[Start of Attachment]

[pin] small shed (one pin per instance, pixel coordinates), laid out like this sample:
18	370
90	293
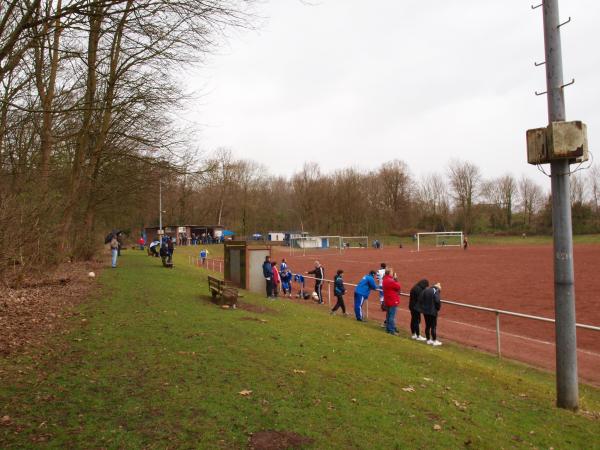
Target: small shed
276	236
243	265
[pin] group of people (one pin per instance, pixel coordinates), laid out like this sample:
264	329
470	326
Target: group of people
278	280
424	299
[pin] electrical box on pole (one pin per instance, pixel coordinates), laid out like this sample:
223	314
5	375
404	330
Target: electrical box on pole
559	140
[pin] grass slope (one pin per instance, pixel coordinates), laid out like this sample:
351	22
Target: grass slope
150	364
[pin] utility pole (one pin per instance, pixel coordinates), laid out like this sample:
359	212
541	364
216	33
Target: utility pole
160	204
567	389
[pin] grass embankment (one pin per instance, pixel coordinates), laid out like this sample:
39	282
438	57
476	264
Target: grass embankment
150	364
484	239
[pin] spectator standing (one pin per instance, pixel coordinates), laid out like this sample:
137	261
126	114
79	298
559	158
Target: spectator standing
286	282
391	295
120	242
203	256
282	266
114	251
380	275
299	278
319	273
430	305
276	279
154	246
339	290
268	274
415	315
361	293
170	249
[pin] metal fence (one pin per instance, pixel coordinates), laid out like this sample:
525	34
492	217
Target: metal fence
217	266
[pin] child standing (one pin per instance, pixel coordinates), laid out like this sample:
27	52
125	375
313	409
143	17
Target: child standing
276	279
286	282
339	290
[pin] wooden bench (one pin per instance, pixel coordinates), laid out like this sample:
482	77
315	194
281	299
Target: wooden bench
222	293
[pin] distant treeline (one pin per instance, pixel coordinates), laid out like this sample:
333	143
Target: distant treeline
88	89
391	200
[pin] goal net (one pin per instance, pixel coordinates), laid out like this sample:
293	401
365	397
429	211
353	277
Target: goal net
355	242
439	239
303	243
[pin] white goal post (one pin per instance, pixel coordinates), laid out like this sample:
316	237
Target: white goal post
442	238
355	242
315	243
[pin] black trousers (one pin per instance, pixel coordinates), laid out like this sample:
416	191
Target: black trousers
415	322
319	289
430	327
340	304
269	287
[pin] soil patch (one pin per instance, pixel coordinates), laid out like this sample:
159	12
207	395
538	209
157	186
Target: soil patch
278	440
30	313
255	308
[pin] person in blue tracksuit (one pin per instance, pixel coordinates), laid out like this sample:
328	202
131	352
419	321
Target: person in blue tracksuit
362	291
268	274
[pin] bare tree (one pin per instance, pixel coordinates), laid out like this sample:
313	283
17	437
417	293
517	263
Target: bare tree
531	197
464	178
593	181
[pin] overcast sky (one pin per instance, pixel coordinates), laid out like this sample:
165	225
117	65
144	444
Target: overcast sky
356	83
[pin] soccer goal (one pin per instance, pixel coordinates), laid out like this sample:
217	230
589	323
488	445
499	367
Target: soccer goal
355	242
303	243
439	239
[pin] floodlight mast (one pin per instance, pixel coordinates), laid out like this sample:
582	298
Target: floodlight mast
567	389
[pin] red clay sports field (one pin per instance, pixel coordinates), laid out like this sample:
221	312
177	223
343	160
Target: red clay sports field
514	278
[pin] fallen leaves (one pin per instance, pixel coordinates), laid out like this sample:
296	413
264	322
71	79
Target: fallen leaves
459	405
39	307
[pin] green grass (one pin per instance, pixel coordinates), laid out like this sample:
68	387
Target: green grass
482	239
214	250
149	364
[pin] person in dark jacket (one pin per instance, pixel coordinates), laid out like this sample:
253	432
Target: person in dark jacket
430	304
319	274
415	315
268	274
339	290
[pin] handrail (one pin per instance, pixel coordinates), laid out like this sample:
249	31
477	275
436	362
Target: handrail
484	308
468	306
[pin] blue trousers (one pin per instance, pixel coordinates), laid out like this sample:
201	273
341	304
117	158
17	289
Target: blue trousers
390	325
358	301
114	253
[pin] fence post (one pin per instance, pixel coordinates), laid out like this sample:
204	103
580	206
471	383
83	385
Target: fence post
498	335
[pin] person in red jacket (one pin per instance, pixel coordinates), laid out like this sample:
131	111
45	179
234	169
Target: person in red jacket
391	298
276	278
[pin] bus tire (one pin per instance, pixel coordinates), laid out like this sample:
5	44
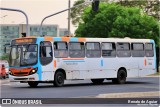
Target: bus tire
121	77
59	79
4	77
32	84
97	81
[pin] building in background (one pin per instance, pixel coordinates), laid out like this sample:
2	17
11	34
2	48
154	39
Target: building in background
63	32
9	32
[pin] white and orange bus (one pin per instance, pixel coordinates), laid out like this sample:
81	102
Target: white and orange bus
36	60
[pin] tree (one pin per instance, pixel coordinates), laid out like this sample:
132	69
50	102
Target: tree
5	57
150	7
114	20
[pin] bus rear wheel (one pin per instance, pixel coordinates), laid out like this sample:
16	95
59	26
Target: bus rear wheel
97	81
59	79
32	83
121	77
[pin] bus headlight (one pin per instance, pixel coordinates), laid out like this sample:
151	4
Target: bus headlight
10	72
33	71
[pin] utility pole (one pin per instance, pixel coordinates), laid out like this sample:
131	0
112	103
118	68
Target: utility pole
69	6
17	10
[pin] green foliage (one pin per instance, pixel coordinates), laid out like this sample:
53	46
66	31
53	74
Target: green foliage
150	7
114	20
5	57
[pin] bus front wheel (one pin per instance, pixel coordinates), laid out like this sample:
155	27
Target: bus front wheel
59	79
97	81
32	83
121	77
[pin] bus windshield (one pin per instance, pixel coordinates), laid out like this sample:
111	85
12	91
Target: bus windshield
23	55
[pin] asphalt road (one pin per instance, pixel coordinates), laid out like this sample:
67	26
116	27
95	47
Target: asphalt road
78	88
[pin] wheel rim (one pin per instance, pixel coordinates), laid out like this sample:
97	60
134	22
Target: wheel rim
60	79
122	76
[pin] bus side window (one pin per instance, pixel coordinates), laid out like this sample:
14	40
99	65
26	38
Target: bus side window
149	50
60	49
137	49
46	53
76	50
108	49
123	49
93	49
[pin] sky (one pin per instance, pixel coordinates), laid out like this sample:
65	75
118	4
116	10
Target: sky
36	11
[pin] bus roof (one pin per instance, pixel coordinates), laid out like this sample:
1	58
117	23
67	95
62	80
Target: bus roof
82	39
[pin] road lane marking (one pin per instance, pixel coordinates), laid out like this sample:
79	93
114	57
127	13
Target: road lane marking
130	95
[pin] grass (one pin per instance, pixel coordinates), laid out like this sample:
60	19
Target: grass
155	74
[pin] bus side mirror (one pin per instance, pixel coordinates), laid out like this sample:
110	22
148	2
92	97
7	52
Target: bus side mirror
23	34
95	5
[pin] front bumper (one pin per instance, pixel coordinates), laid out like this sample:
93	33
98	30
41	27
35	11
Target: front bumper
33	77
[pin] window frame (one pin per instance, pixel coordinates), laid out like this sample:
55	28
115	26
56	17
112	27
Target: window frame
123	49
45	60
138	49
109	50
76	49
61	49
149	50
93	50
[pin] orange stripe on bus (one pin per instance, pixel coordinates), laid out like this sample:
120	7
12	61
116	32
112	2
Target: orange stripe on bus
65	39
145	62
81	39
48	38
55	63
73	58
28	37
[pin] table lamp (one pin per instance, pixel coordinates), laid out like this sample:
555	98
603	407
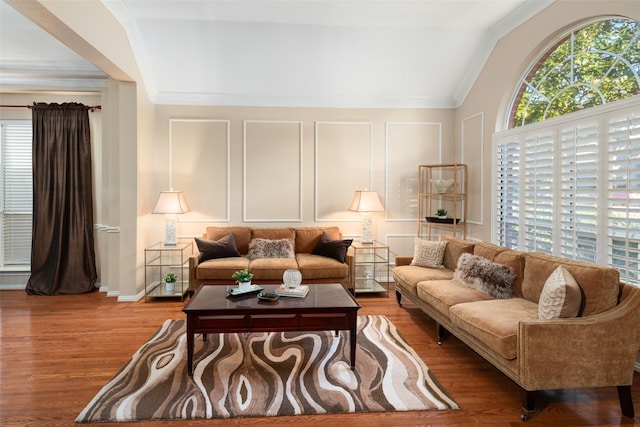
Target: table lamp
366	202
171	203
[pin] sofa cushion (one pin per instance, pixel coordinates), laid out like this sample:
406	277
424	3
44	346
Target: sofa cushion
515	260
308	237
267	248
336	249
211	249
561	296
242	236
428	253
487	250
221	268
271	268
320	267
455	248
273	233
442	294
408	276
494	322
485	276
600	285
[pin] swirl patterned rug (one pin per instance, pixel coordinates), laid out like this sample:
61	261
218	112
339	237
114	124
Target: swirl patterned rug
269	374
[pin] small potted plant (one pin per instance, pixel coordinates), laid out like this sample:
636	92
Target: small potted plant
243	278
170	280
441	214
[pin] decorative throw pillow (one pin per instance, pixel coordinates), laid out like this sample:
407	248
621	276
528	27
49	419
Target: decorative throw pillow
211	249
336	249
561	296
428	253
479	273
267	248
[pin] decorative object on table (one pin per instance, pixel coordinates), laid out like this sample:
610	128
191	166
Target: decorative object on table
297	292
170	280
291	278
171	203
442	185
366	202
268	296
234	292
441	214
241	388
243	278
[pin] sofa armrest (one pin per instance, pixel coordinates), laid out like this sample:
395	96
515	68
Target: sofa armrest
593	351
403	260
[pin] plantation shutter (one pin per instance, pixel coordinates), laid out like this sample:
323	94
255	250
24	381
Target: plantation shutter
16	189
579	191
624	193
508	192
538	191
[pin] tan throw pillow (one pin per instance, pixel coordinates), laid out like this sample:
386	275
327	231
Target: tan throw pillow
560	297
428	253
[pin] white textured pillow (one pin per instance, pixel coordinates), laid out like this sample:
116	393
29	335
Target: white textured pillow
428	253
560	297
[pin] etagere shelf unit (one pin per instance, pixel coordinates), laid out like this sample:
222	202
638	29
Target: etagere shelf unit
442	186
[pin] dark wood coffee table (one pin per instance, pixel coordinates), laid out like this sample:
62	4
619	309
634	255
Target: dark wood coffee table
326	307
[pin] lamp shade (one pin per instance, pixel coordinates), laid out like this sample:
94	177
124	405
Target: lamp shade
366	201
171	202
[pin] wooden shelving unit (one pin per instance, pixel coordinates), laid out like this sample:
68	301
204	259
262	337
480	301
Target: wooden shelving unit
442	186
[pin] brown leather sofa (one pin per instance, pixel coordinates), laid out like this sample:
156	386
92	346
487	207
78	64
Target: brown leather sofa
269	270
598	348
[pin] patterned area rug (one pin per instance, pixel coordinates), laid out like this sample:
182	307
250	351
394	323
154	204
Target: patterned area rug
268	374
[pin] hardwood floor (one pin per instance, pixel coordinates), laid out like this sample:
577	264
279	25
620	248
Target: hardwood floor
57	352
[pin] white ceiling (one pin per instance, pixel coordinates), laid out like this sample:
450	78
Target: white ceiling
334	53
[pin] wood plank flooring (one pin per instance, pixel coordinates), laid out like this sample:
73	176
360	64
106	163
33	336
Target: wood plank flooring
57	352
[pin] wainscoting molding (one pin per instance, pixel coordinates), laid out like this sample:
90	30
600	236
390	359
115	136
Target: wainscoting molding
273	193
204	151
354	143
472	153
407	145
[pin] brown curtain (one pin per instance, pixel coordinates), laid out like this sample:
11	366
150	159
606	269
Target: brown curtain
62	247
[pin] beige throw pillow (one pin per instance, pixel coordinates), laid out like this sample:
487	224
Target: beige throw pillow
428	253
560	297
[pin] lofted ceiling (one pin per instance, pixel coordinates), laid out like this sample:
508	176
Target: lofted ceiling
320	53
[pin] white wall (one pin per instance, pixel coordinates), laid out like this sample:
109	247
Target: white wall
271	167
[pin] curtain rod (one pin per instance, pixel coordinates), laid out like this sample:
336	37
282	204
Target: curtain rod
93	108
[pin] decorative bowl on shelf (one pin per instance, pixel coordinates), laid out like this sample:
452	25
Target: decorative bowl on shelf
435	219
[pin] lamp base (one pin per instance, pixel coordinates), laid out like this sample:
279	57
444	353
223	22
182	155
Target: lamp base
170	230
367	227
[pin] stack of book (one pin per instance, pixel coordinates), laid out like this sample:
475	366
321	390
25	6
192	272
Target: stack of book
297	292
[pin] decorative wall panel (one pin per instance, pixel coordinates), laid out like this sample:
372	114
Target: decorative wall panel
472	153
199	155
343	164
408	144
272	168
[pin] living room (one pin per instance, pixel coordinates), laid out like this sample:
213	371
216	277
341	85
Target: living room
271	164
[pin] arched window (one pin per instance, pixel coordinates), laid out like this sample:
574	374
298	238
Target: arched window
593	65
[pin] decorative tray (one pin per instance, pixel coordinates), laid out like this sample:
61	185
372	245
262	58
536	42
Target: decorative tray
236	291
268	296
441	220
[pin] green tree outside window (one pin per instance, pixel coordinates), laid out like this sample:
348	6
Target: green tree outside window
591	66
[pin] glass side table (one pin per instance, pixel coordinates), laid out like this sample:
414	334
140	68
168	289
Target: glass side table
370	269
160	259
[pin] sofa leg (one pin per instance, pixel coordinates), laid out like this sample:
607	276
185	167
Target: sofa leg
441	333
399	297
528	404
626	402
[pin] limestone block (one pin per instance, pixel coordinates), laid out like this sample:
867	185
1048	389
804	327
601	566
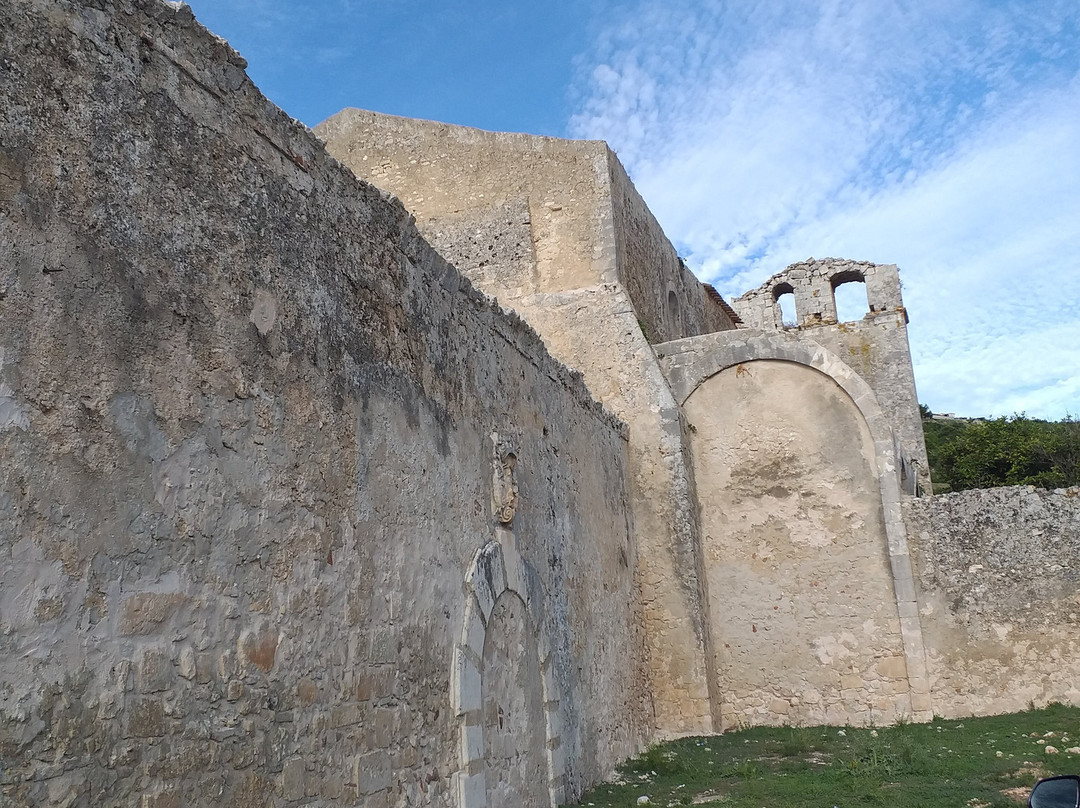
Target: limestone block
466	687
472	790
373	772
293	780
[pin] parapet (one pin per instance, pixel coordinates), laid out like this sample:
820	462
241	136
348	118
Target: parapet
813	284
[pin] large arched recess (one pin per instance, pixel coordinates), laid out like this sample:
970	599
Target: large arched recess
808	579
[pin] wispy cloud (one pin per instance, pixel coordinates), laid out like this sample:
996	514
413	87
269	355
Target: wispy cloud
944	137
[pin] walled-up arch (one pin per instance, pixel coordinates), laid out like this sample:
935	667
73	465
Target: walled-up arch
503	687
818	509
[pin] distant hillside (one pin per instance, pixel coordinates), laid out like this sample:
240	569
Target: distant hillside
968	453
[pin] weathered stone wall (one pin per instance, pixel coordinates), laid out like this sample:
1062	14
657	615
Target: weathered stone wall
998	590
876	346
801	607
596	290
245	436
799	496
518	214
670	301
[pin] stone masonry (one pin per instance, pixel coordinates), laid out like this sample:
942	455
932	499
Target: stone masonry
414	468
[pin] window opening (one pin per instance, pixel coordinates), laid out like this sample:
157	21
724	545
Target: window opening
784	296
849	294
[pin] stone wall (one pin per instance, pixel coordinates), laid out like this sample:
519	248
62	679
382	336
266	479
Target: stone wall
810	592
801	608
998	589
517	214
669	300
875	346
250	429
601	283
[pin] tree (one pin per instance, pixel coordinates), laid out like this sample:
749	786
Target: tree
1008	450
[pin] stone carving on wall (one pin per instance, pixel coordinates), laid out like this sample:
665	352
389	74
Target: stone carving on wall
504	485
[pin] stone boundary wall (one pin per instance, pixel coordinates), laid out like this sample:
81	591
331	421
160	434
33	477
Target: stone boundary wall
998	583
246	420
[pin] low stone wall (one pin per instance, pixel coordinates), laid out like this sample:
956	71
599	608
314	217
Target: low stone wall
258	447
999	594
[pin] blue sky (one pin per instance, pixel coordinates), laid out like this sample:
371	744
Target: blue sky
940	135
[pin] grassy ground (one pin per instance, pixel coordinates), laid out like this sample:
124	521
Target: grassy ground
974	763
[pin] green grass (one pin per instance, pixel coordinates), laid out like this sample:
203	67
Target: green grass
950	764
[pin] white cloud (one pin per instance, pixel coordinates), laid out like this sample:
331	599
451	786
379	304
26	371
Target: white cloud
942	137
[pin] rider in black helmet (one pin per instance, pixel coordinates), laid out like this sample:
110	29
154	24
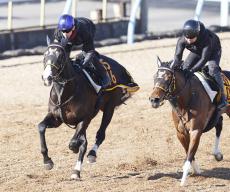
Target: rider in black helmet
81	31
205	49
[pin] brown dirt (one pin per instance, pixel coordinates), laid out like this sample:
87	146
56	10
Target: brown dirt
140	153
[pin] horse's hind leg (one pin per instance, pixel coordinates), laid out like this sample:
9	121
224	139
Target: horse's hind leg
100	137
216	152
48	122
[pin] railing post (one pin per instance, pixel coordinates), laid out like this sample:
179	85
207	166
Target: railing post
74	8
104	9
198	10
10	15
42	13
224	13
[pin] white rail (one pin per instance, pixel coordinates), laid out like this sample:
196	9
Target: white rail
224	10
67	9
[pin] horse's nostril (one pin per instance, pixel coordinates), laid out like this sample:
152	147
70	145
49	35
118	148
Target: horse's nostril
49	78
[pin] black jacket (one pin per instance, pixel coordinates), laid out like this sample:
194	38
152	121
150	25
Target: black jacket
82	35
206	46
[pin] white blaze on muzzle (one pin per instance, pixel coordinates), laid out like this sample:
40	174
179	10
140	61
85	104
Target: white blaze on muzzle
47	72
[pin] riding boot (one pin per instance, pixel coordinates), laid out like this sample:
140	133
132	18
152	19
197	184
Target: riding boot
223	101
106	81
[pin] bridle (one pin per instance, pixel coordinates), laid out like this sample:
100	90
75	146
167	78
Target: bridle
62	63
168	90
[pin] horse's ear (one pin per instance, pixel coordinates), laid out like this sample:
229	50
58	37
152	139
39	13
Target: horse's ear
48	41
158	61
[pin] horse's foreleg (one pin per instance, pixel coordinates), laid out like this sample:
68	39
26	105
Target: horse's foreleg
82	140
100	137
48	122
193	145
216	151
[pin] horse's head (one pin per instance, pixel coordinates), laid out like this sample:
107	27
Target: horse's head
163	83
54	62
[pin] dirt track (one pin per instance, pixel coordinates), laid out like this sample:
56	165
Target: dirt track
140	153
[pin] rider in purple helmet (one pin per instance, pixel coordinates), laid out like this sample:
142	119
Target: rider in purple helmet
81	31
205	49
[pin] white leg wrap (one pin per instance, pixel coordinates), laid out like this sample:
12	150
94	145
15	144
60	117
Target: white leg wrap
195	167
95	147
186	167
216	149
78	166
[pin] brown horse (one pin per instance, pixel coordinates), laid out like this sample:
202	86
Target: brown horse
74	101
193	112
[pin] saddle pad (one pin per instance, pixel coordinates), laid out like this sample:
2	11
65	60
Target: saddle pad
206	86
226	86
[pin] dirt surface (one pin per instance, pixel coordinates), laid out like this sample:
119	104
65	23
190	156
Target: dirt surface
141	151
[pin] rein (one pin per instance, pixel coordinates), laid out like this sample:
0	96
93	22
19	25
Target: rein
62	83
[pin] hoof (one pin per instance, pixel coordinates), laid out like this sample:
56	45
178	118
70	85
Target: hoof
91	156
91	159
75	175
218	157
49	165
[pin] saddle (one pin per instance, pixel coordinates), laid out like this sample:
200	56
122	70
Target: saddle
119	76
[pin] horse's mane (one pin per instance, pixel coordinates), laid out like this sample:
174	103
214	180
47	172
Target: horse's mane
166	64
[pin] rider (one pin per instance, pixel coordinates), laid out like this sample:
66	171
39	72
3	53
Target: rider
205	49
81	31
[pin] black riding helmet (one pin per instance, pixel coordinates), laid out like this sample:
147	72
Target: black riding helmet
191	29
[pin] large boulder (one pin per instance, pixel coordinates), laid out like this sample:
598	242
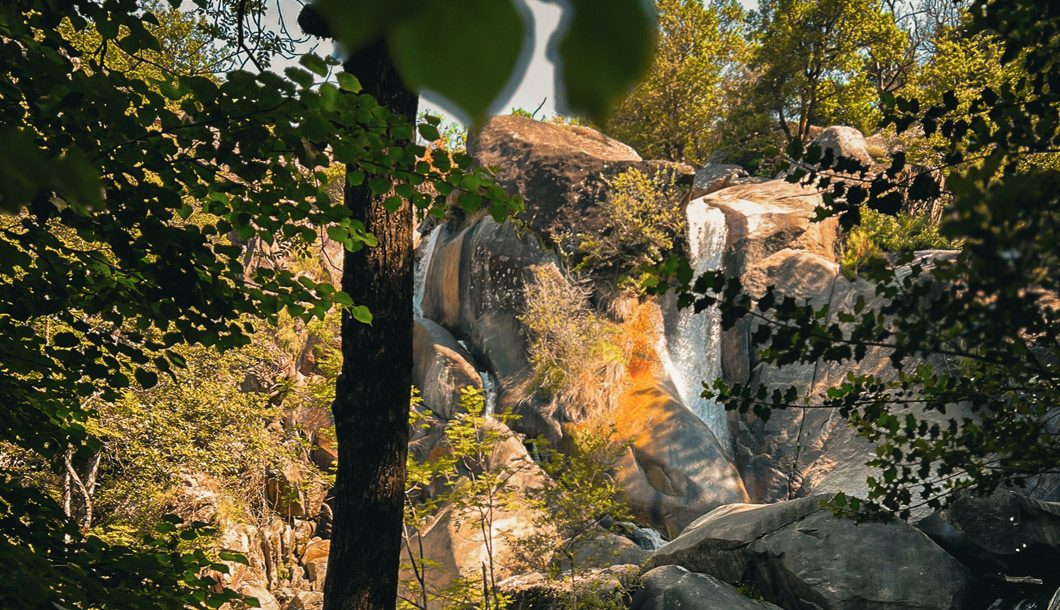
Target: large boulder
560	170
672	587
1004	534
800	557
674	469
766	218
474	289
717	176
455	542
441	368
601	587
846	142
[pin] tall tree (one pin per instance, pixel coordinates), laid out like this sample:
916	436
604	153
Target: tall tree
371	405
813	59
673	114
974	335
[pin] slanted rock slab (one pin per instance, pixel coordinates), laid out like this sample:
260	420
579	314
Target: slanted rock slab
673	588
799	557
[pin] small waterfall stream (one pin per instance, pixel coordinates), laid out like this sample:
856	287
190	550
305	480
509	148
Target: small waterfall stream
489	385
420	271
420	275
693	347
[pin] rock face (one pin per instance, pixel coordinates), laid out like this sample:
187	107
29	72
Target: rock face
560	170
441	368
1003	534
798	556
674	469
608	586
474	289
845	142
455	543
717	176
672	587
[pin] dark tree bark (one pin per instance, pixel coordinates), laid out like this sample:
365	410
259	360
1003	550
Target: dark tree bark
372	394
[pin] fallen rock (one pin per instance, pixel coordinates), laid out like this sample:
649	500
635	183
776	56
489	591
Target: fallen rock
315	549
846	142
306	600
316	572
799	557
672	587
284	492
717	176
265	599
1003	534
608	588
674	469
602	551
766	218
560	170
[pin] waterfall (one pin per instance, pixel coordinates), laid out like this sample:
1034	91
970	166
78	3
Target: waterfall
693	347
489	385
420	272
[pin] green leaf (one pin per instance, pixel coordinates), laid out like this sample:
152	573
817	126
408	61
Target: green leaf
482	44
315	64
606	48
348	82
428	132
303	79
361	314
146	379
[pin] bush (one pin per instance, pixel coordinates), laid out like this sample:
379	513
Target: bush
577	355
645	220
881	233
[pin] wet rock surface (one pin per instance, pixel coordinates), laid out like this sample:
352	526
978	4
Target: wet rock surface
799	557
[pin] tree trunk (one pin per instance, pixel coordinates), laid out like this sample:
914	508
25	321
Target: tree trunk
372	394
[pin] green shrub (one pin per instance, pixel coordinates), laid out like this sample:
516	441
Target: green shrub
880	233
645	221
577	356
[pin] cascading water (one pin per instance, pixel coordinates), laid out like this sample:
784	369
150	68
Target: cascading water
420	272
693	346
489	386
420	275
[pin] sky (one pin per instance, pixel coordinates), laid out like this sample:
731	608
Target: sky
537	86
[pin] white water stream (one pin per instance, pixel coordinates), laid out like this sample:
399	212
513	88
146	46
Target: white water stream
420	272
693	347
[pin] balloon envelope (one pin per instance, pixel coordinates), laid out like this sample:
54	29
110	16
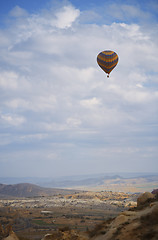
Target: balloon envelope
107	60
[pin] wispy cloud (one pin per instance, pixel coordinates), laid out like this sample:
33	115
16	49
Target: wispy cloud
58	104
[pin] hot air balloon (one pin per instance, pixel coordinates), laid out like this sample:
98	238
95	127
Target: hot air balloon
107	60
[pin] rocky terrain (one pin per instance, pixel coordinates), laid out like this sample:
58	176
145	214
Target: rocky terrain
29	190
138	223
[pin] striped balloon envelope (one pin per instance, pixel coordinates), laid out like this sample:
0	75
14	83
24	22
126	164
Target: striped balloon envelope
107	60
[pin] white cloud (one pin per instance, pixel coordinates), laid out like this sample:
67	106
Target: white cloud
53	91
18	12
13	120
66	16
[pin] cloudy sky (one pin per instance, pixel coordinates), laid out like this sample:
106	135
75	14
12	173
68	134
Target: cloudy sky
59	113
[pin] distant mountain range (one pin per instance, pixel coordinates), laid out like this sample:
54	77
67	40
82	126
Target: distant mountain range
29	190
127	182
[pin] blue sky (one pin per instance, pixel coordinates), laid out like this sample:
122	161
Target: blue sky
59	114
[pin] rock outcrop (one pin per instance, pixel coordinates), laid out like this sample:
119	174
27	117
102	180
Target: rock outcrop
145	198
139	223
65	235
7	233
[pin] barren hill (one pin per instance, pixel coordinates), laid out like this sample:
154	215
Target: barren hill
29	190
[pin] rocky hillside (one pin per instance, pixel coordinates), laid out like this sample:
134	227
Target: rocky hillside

[End of Attachment]

> [EXERCISE BRIEF] To complete this exercise, transcribe exactly the lines above from the one that holds "[pin] fence post" through the one that holds "[pin] bus headlight". Pictures stay out.

> [SOLUTION FOR THIS EXERCISE]
[pin] fence post (one pin per instance, pixel coordinates), laid out like this sample:
204	103
580	206
471	383
83	385
Target: fence post
498	335
[pin] person in red jacket (one pin per instance, pixel coordinates), laid out like this sample:
131	111
45	179
234	169
Target: person in red jacket
391	298
276	278
[pin] bus tire (one pin per instance, pixel coordinates), laid out like this sample:
5	44
Target: bus tire
121	77
59	79
4	77
32	84
97	81
[pin] building in background (one pin per instance, pixel coordinates), laid out like this sample:
2	17
11	34
2	48
154	39
Target: building in background
63	32
9	32
[pin] white and orange bus (one pin per instance, pixel coordinates), laid out like this sample:
81	102
Target: white and orange bus
36	60
[pin] tree (one pin per instance, pixel coordinates), laid out like this sample:
132	69
50	102
Target: tree
5	57
150	7
114	20
[pin] bus rear wheel (one pin per instance, pixel coordinates), laid out like this sample:
16	95
59	26
Target: bus rear wheel
97	81
59	79
32	83
121	77
[pin] bus headlight (one pin per instance, pixel coordinates), laid out like this sample:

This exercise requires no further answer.